(Dataset excerpts)
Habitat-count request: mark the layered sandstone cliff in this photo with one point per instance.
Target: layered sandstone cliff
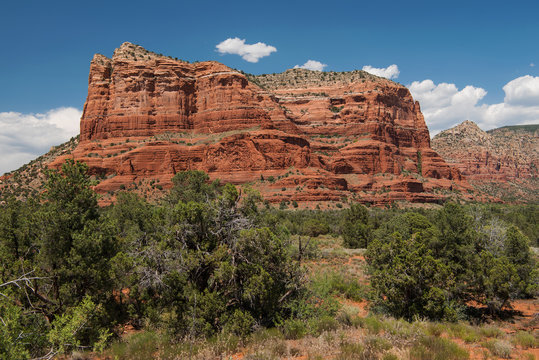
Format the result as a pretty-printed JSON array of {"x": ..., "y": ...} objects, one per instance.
[
  {"x": 502, "y": 161},
  {"x": 304, "y": 136}
]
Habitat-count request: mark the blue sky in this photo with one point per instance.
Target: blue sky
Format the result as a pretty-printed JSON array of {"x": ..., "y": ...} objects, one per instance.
[{"x": 480, "y": 46}]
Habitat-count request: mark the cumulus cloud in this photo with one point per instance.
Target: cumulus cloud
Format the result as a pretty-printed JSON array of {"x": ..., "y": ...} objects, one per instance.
[
  {"x": 248, "y": 52},
  {"x": 444, "y": 105},
  {"x": 24, "y": 137},
  {"x": 522, "y": 91},
  {"x": 390, "y": 72},
  {"x": 311, "y": 65}
]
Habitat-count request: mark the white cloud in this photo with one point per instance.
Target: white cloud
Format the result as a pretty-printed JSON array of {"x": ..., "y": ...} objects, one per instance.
[
  {"x": 522, "y": 91},
  {"x": 390, "y": 72},
  {"x": 249, "y": 52},
  {"x": 444, "y": 105},
  {"x": 311, "y": 65},
  {"x": 24, "y": 137}
]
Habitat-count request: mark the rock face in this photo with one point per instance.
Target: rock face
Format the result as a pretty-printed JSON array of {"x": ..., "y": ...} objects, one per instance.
[
  {"x": 301, "y": 135},
  {"x": 503, "y": 162}
]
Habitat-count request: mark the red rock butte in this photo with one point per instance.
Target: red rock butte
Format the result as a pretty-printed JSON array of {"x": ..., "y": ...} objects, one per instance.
[{"x": 304, "y": 136}]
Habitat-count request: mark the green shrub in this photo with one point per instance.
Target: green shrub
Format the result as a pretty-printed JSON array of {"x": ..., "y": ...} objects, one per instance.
[
  {"x": 293, "y": 329},
  {"x": 431, "y": 347},
  {"x": 372, "y": 324},
  {"x": 499, "y": 348},
  {"x": 325, "y": 323},
  {"x": 525, "y": 340},
  {"x": 351, "y": 351}
]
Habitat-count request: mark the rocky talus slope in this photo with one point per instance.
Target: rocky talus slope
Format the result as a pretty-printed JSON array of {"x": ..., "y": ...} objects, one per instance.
[
  {"x": 503, "y": 162},
  {"x": 299, "y": 136}
]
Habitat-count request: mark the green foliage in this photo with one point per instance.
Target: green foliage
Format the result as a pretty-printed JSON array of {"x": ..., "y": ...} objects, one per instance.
[
  {"x": 433, "y": 268},
  {"x": 77, "y": 328},
  {"x": 355, "y": 229},
  {"x": 429, "y": 347}
]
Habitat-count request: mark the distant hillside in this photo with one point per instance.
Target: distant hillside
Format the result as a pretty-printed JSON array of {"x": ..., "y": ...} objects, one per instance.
[
  {"x": 503, "y": 162},
  {"x": 28, "y": 179},
  {"x": 533, "y": 128}
]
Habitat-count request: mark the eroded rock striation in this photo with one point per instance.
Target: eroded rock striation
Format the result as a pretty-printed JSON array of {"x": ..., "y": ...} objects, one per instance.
[
  {"x": 503, "y": 162},
  {"x": 304, "y": 136}
]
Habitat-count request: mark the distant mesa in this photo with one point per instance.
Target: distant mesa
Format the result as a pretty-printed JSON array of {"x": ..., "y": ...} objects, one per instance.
[
  {"x": 503, "y": 162},
  {"x": 306, "y": 136}
]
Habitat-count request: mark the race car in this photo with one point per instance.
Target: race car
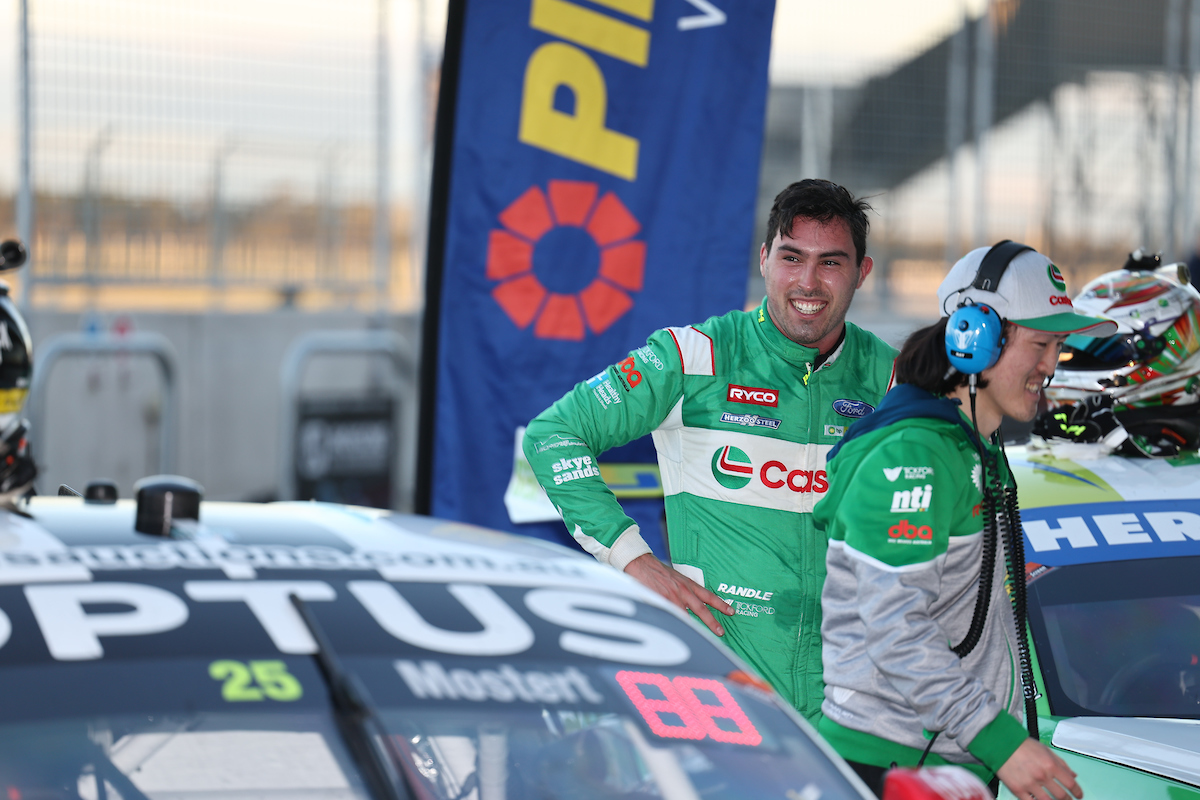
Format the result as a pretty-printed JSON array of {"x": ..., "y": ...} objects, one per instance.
[
  {"x": 1113, "y": 551},
  {"x": 172, "y": 648}
]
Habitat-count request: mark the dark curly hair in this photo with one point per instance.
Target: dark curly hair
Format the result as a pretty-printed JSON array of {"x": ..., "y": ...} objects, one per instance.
[{"x": 823, "y": 200}]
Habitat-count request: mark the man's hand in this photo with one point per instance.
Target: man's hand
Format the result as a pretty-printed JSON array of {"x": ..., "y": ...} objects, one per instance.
[
  {"x": 679, "y": 589},
  {"x": 1036, "y": 771}
]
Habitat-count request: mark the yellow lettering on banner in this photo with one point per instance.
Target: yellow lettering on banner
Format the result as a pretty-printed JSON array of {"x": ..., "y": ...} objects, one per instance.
[
  {"x": 582, "y": 136},
  {"x": 592, "y": 29},
  {"x": 640, "y": 8}
]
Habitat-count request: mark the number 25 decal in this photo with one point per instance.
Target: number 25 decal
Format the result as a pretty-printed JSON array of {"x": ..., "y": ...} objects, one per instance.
[{"x": 255, "y": 680}]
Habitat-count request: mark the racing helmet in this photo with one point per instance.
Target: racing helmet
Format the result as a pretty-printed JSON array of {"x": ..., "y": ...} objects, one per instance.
[
  {"x": 1151, "y": 366},
  {"x": 16, "y": 359}
]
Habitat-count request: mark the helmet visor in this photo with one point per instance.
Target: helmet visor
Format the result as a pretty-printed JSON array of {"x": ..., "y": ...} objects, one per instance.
[{"x": 1110, "y": 352}]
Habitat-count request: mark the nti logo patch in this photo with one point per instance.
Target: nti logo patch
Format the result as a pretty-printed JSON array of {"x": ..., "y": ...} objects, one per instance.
[
  {"x": 732, "y": 468},
  {"x": 753, "y": 395},
  {"x": 544, "y": 235},
  {"x": 912, "y": 499}
]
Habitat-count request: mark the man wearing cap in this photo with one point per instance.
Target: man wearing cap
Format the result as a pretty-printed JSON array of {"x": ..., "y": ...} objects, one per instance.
[
  {"x": 743, "y": 409},
  {"x": 925, "y": 657}
]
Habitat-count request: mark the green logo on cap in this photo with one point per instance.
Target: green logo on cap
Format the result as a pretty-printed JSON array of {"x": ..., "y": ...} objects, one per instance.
[
  {"x": 1056, "y": 278},
  {"x": 732, "y": 468}
]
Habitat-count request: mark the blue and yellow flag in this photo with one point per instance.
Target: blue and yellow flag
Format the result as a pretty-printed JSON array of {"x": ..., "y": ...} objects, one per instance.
[{"x": 594, "y": 180}]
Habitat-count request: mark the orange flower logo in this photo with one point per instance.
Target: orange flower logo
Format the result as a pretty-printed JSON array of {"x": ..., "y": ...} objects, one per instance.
[{"x": 522, "y": 295}]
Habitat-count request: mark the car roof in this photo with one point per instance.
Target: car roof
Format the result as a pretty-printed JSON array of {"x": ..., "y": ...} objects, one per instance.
[{"x": 69, "y": 539}]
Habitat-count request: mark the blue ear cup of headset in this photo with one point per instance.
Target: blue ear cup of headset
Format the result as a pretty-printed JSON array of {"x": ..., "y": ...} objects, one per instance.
[{"x": 975, "y": 336}]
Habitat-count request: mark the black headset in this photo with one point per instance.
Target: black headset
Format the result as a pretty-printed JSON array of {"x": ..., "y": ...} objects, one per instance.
[{"x": 975, "y": 334}]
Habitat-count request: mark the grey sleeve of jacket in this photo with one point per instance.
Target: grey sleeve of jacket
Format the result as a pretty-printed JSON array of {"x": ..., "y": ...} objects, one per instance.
[{"x": 912, "y": 651}]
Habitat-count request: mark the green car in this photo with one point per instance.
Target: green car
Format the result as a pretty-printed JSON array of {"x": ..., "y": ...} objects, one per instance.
[{"x": 1113, "y": 559}]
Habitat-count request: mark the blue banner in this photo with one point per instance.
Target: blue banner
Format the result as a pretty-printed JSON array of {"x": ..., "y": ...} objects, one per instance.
[{"x": 601, "y": 185}]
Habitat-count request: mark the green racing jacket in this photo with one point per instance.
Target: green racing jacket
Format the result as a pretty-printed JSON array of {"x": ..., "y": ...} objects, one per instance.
[
  {"x": 905, "y": 522},
  {"x": 742, "y": 419}
]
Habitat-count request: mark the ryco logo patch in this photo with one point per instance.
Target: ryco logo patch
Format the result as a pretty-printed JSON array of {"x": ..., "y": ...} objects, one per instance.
[
  {"x": 753, "y": 395},
  {"x": 732, "y": 468}
]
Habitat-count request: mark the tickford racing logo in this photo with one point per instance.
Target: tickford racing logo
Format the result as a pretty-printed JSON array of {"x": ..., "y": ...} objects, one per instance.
[{"x": 732, "y": 468}]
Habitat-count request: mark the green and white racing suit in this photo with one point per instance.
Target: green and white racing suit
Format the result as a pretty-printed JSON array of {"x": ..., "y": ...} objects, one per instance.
[{"x": 742, "y": 419}]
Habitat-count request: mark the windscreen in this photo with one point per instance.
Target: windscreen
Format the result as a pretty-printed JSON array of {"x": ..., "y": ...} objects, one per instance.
[{"x": 1120, "y": 638}]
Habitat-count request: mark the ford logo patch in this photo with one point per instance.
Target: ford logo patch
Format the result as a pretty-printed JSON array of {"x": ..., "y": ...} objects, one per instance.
[{"x": 852, "y": 408}]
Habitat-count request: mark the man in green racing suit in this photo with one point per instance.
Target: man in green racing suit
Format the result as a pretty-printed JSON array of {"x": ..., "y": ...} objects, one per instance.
[{"x": 743, "y": 409}]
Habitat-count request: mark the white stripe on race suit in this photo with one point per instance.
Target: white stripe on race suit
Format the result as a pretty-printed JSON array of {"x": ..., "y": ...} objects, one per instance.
[{"x": 784, "y": 475}]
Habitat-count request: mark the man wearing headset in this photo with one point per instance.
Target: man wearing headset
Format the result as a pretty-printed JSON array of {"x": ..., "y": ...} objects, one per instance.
[
  {"x": 743, "y": 409},
  {"x": 925, "y": 575}
]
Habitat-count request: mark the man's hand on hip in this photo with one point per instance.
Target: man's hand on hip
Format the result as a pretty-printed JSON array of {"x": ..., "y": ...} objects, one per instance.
[
  {"x": 1036, "y": 771},
  {"x": 679, "y": 589}
]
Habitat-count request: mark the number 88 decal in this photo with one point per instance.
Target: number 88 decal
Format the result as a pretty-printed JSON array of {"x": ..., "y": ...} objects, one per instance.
[{"x": 682, "y": 701}]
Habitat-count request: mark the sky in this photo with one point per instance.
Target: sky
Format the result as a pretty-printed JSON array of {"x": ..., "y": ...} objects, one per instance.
[
  {"x": 814, "y": 41},
  {"x": 841, "y": 42}
]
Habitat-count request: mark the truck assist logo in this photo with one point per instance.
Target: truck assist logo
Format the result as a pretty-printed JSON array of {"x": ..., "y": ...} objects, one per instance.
[{"x": 532, "y": 223}]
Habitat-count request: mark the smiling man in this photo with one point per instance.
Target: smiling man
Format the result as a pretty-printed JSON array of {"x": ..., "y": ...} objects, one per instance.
[{"x": 743, "y": 409}]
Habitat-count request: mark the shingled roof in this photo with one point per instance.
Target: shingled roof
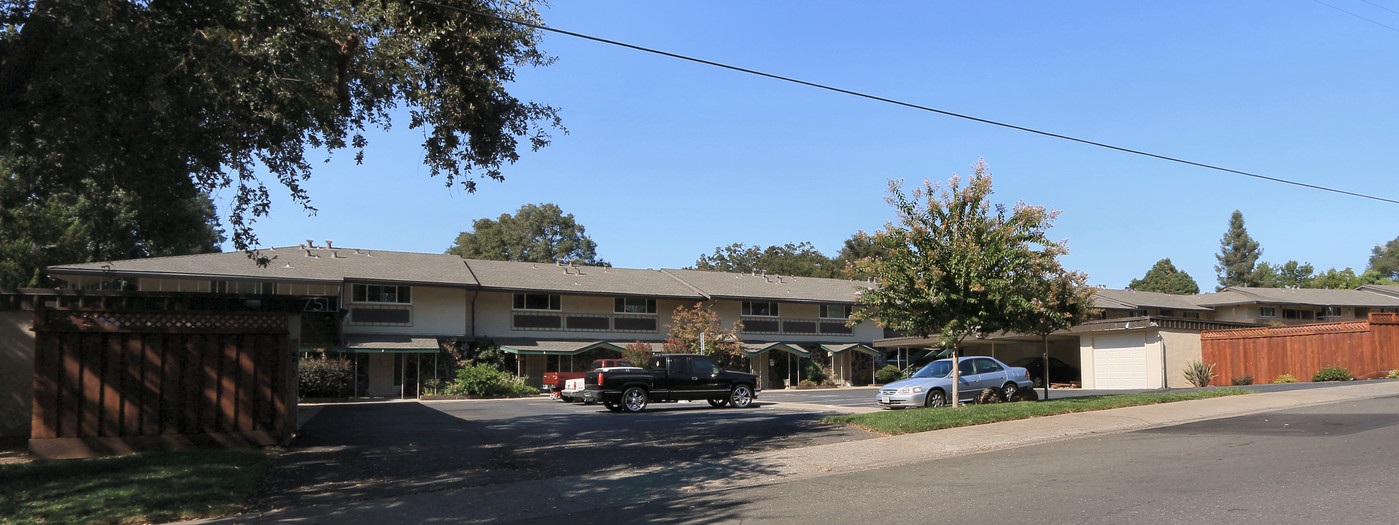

▸ About this exercise
From the first line of the records through the line with "Habitat-count request: mark the rock face", reproduce each line exactly and leave the pictures out.

▸ Response
Habitat-count request: mark the layered sandstone cliff in this photo with one point per instance.
Target: layered sandstone cliff
Format the result as a pretty-printed JSON array of {"x": ..., "y": ...} objects, one per instance.
[
  {"x": 502, "y": 161},
  {"x": 304, "y": 136}
]
Habitat-count request: mark the blue sky in this photo with one point per instance.
Target: blue sky
Format the result as a pretty-printed JSON array of {"x": ..., "y": ...} objects, one per instance.
[{"x": 480, "y": 46}]
Habitat-count request: mark the cumulus cloud in this photo with one point per instance.
Target: cumulus cloud
Format the result as a pretty-printed JSON array of {"x": ..., "y": ...} objects, one per instance.
[
  {"x": 248, "y": 52},
  {"x": 444, "y": 105},
  {"x": 24, "y": 137},
  {"x": 522, "y": 91},
  {"x": 390, "y": 72},
  {"x": 311, "y": 65}
]
Habitat-count request: mark the white cloud in this photo with one point per instance.
Target: white cloud
Format the result as a pretty-printed JSON array of {"x": ..., "y": ...} objects, one per instance.
[
  {"x": 522, "y": 91},
  {"x": 390, "y": 72},
  {"x": 249, "y": 52},
  {"x": 444, "y": 105},
  {"x": 311, "y": 65},
  {"x": 24, "y": 137}
]
Habitat-count request: mark the rock face in this photo with one point per instance.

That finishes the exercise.